Provided passage:
Growing up, my own mother whispered those same promises of disappearance to us. Carrying the weight of the world tightly in her fists made her release her dreams of becoming an educator. The only reasons she has to live are her three children and grandchildren, and yet she reminds us, “I won’t always be here, but I’m always here when you need me.” Without our dependence, the baggage she carries and has named “duty” would crush her under its heft.

Being needed saves her life.

IV.

I spent much of my life trying to save her. Trying to be the force that stood between her and death, not realizing that I sacrificed my own life at the altar of daughter. I imagined growing up and giving her the home she could never give to us, a place where she could rest and learn to love me. We spent much of my upbringing wading in the cycle of homelessness and poverty, bouncing from house to Grandma’s to apartment to someone’s living room floor. My desire to provide for her was a cover for what I truly wanted: to feel loved and cared for, a sense of stability that I did not have to struggle for. I thought I could save her, save us, with every cent I gave for bills, with every moment I shapeshifted from daughter to mini-mother, with every time I denied myself and my own needs.

Eventually, I learned that I could not save her and live with what remained of my life. One of the first moments this became clear to me was when I asked for new jeans because mine were ripping at the thighs. She told me not to gain weight because we couldn’t afford new clothes, even as the ones she hoarded piled high. My teenage self processed that as “don’t eat,” so I gathered the food I could stand and pecked away at it. I diligently watched my plate and my waist and thought I had bested puberty while pleasing my mother, who continued to inspect every article of clothing I wore. Every time she said, “Those shorts fit different,” I committed myself to fasting more for her love. But my mother could not give me what she could not spare. I was forced to find it elsewhere.

When I left home, I found lovers who pinched and prodded and gawked at the size of my bras and my skirts, who exclaimed disgust at the ripple of fat on my back and then claimed they loved me anyway. Lovers who repeatedly met my kindness with violence. My romantic relationships reinforced childhood lessons; I defined my worth by my blood sacrifice for salvation. Their needs almost always came before mine, a trauma response I had renamed as “love.” What felt natural and loving was actually a lifelong discipline of martyrdom.

By looking for my mother’s love, I abandoned myself.

V.

Image entries on named regions
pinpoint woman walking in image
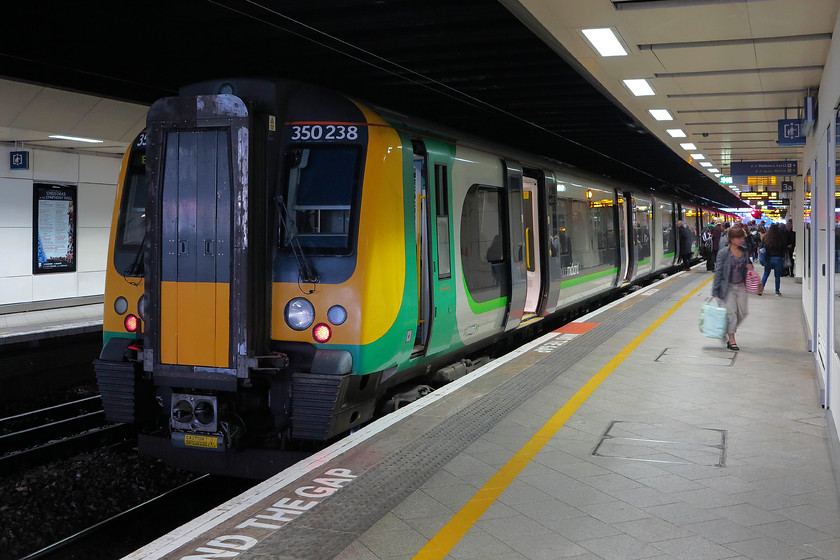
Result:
[758,224,787,296]
[712,225,753,352]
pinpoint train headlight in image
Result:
[284,298,315,331]
[327,305,347,325]
[312,323,332,343]
[114,296,128,315]
[137,294,146,321]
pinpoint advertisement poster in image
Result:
[32,183,76,274]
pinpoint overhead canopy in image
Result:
[0,0,740,206]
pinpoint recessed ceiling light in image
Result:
[50,134,104,144]
[648,109,674,121]
[581,27,627,56]
[622,78,656,97]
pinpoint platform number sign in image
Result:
[9,150,29,170]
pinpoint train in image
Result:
[95,78,721,478]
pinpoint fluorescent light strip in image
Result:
[581,27,627,56]
[648,109,674,121]
[622,78,656,97]
[50,134,104,144]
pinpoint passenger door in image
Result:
[425,140,458,354]
[504,161,528,331]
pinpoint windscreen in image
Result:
[284,146,360,254]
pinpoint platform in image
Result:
[0,303,104,346]
[126,265,840,560]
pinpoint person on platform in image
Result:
[706,222,723,272]
[712,225,753,352]
[677,220,691,270]
[783,220,796,277]
[758,224,787,296]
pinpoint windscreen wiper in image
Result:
[274,195,321,284]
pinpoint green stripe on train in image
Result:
[461,274,507,315]
[560,266,618,290]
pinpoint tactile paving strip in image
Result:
[244,281,685,560]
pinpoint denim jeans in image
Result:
[761,257,785,293]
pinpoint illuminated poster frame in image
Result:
[32,183,77,274]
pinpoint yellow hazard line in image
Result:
[414,276,714,560]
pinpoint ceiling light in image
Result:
[648,109,674,121]
[581,27,627,56]
[622,78,656,97]
[50,134,104,144]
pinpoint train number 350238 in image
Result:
[292,124,359,141]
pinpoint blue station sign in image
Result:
[9,150,29,171]
[730,161,799,177]
[777,119,805,146]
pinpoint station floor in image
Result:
[0,303,104,345]
[318,265,840,560]
[126,264,840,560]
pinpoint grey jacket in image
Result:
[712,245,746,301]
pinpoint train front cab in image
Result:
[94,131,151,423]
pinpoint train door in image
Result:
[412,140,433,356]
[425,140,458,354]
[522,177,542,314]
[154,129,233,368]
[504,161,528,331]
[614,191,634,286]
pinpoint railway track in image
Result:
[21,474,255,560]
[0,396,131,476]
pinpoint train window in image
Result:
[435,163,452,280]
[284,146,361,254]
[461,185,508,303]
[114,150,146,277]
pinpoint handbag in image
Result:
[700,297,727,338]
[744,270,761,294]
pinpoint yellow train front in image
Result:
[97,80,436,476]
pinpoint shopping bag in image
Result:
[744,270,761,294]
[700,297,726,338]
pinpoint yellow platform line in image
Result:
[414,276,714,560]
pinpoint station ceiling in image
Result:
[0,0,840,210]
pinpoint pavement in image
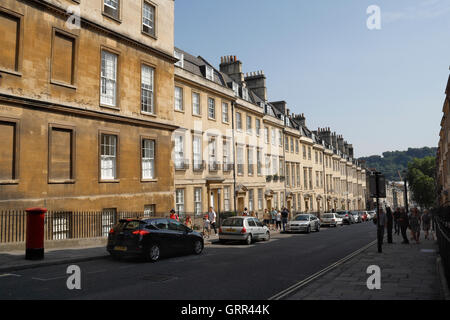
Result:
[288,232,443,300]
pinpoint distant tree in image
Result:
[360,147,437,181]
[408,157,436,209]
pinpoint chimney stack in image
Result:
[244,70,267,102]
[220,56,244,84]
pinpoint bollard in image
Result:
[25,208,47,260]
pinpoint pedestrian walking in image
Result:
[281,208,289,232]
[422,210,431,239]
[270,208,278,231]
[170,209,180,221]
[386,207,394,243]
[263,209,272,227]
[394,207,400,234]
[374,209,387,252]
[208,207,217,234]
[409,208,420,244]
[398,208,409,244]
[276,211,281,231]
[203,215,211,238]
[184,216,192,229]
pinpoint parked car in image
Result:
[361,211,368,222]
[219,216,270,245]
[106,218,204,262]
[337,211,353,224]
[320,212,342,227]
[367,211,376,220]
[350,211,362,223]
[360,211,367,222]
[286,214,320,233]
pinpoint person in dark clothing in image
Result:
[394,208,400,234]
[386,207,394,243]
[398,208,409,244]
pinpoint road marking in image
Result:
[0,273,21,278]
[87,269,108,274]
[268,240,377,300]
[31,276,67,281]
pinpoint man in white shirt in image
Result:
[208,207,217,234]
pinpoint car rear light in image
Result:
[133,230,150,236]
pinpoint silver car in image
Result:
[219,216,270,245]
[286,214,320,233]
[320,212,343,227]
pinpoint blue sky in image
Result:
[175,0,450,157]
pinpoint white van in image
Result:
[320,212,343,227]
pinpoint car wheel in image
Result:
[193,240,203,254]
[110,252,120,260]
[146,244,161,262]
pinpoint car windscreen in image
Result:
[117,220,142,231]
[222,218,244,227]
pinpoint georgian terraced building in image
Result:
[173,52,366,217]
[0,0,177,213]
[0,0,366,222]
[436,73,450,206]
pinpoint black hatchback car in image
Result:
[106,218,204,262]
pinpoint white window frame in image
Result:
[194,187,202,216]
[142,1,156,36]
[175,86,184,111]
[175,189,184,216]
[100,50,119,107]
[208,98,216,120]
[141,64,155,114]
[142,139,155,180]
[222,102,230,123]
[205,66,214,81]
[192,135,203,170]
[192,92,202,116]
[173,50,184,68]
[100,133,117,181]
[174,134,185,169]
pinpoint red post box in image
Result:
[25,208,47,260]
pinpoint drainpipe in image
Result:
[231,101,237,213]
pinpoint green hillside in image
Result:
[359,147,437,181]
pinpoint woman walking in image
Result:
[409,208,420,244]
[276,211,281,230]
[422,210,431,239]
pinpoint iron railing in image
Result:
[433,207,450,289]
[0,210,151,243]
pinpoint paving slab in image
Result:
[288,235,442,300]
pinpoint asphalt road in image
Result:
[0,222,376,300]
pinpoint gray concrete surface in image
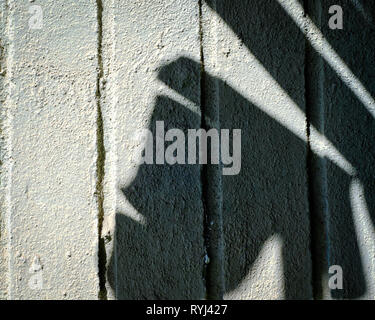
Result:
[1,1,98,299]
[0,0,375,299]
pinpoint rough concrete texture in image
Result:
[204,1,312,299]
[322,0,375,299]
[103,0,205,299]
[2,0,98,299]
[0,0,375,299]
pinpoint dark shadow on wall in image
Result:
[109,0,375,299]
[205,0,375,298]
[110,58,311,299]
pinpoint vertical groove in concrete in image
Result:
[199,0,224,300]
[304,0,327,299]
[0,0,8,299]
[96,0,107,300]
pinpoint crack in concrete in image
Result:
[96,0,107,300]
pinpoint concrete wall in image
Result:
[0,0,375,299]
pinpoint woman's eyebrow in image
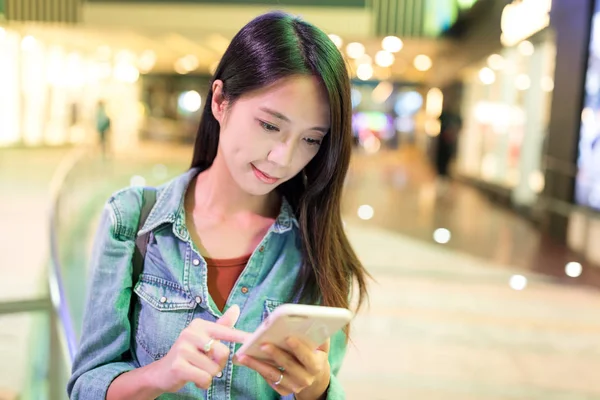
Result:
[260,107,329,134]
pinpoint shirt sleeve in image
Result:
[67,190,141,400]
[281,330,348,400]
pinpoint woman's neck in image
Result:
[190,155,281,218]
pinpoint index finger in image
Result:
[206,324,250,343]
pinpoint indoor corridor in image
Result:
[0,144,600,400]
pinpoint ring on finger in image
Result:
[202,338,215,354]
[273,374,283,386]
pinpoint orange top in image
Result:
[204,255,250,311]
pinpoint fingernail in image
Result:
[260,344,272,353]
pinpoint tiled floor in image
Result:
[0,145,600,400]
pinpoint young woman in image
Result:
[68,13,366,400]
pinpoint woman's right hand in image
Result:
[152,305,249,393]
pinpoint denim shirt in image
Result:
[67,169,346,400]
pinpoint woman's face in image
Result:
[212,75,330,196]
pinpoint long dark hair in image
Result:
[192,12,368,332]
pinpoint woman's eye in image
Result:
[304,138,321,146]
[259,121,279,132]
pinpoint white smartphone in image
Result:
[236,304,353,361]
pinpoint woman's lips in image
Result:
[250,164,279,185]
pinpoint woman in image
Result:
[68,13,366,400]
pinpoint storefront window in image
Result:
[457,31,555,203]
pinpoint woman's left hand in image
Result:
[238,337,330,400]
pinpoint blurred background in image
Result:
[0,0,600,400]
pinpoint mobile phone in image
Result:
[236,304,353,361]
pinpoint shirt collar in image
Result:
[138,168,299,236]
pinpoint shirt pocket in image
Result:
[134,274,196,360]
[262,299,284,321]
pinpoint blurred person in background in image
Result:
[68,13,368,400]
[435,110,462,195]
[96,101,110,158]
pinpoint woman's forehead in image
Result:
[242,75,329,124]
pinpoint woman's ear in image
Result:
[211,79,227,123]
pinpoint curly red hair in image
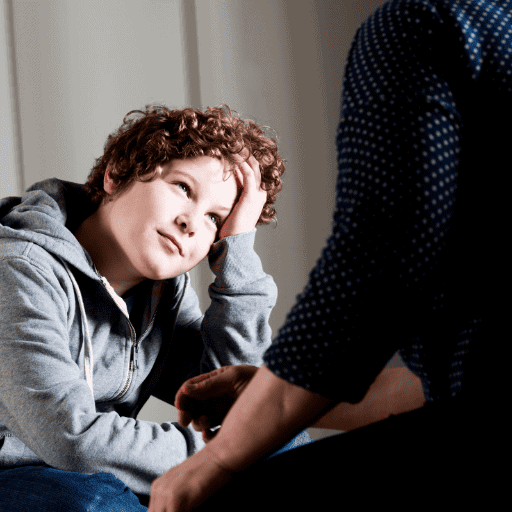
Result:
[87,105,285,224]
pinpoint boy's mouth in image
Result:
[158,231,183,256]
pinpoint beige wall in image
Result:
[0,0,383,440]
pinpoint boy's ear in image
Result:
[103,165,116,195]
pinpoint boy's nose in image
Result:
[176,214,197,236]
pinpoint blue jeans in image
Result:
[0,432,312,512]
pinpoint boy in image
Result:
[0,106,284,510]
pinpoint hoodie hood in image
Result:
[0,178,98,279]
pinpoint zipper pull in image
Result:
[133,343,139,370]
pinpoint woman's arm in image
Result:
[148,367,334,512]
[310,366,425,432]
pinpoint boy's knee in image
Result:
[0,466,146,512]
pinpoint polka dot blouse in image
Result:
[264,0,512,402]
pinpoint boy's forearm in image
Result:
[311,366,425,431]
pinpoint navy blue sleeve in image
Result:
[265,0,511,402]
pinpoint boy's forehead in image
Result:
[160,156,236,179]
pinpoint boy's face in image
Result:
[105,156,238,281]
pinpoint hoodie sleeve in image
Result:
[170,229,277,380]
[0,252,204,494]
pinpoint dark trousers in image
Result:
[200,404,502,512]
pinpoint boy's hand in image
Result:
[219,149,267,239]
[174,364,258,442]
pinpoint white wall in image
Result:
[0,0,390,438]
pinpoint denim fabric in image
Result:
[0,466,146,512]
[0,431,313,512]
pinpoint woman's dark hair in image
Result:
[87,105,285,224]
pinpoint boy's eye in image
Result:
[208,213,220,226]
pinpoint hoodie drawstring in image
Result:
[61,259,94,398]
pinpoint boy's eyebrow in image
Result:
[172,169,233,214]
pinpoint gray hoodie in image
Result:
[0,179,277,494]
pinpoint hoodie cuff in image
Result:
[208,229,266,288]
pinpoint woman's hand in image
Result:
[174,364,258,442]
[219,149,267,239]
[148,446,232,512]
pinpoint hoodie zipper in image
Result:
[113,307,158,402]
[95,269,158,403]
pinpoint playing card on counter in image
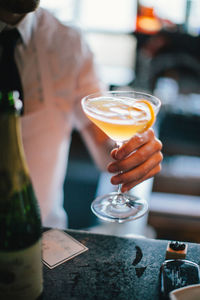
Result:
[42,229,88,269]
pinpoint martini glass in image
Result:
[81,91,161,223]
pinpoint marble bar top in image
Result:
[43,230,200,300]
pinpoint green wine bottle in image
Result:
[0,92,43,300]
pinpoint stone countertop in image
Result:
[43,230,200,300]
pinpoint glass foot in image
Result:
[91,192,148,223]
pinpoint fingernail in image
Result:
[115,151,123,159]
[111,177,121,184]
[108,165,118,172]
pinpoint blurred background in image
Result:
[41,0,200,242]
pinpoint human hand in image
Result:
[107,129,163,192]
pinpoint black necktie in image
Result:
[0,29,24,111]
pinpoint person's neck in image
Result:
[0,8,25,25]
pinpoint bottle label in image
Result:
[0,240,43,300]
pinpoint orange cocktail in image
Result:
[86,97,155,142]
[81,91,161,223]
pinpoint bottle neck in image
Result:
[0,113,29,196]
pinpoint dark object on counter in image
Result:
[160,259,200,300]
[165,241,188,259]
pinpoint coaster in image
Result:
[42,229,88,269]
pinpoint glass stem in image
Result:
[113,142,125,206]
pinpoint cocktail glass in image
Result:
[81,91,161,223]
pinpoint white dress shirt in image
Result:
[0,8,100,228]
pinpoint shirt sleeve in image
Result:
[73,28,106,130]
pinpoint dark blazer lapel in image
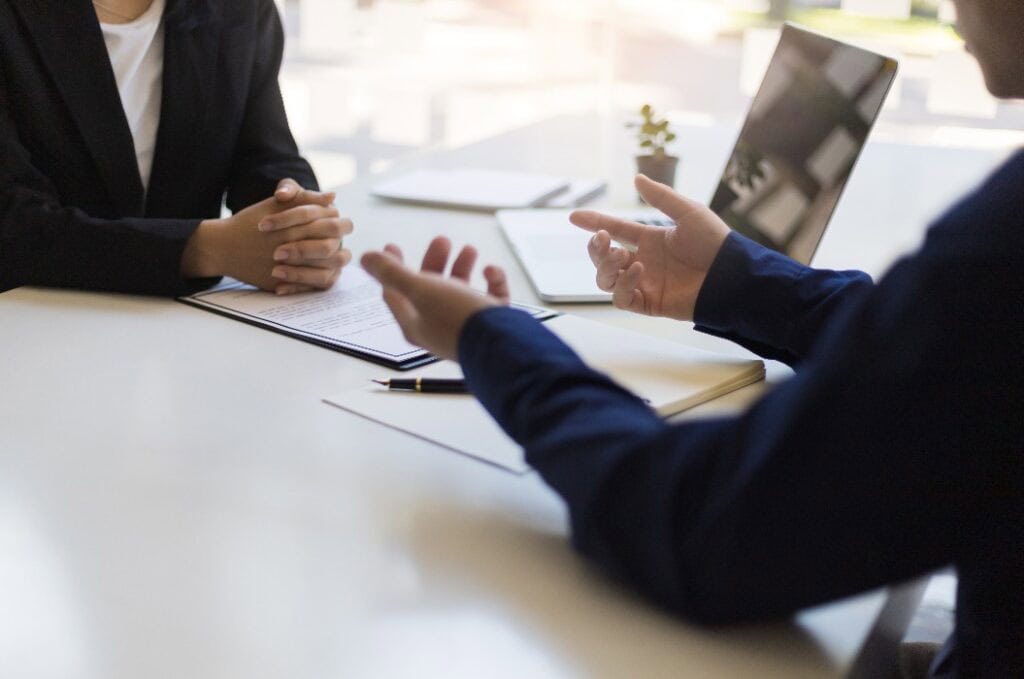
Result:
[11,0,143,216]
[146,0,221,212]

Stated problem 1: In the memoir excerpt about the narrator's mother, what did the mother give up her dream of becoming?
Stated problem 2: Continue the memoir excerpt about the narrator's mother by writing its section V.

Exercise response 1: An educator.

Exercise response 2:
Now my work is to release the weight of the world that lays heavy on my bridge-back and my womb. The weight that binds my throat and says I must compensate through martyrdom, offer my life as tribute, peel off the pieces of my flesh that are too fat, too queer, too free, too Black, too smart, too sharp, too knowing, too loved, always already too much and yet never enough.

I no longer exist as an extension of her desires, needs, and wants. I am no longer prostrate at the mercy of her ever-elusive approval. I call back the pieces of my flesh that I cut away to make room for her in my life. This practice of loving myself and seeing myself as worthy of love has been more difficult than any ritual of self sacrifice. I know this to be true because the world says that I, as a Black woman, am only meant to be a vessel to serve, and that my brokenness is not only “natural” but necessary.

I’m learning to love and to approve of myself outside of what I can offer others. How do I release servitude’s throbbing in my throat? One that has been lodged for generations? How do I accept that nothing I create outside myself — my legacy, my relationships, my scholarship, my service — will satisfy the longing I have within to be mine and mine alone? How do I embrace that I — in all my glory, in all my imperfection — am worthy of my own love, attention, and protection?

These days I find the mother within me by dancing in the mirror and saying “I love you unconditionally, without caveat or pretense. I love you because you are who you’ve always needed to be.” I note the curve of my belly and my lips, the dips in my hips, the gathering of marks on my ass and thighs. I behold my body now that I’ve given it permission to expand. I ask what I need and provide it knowing that I have begun the repetitive process of mothering myself.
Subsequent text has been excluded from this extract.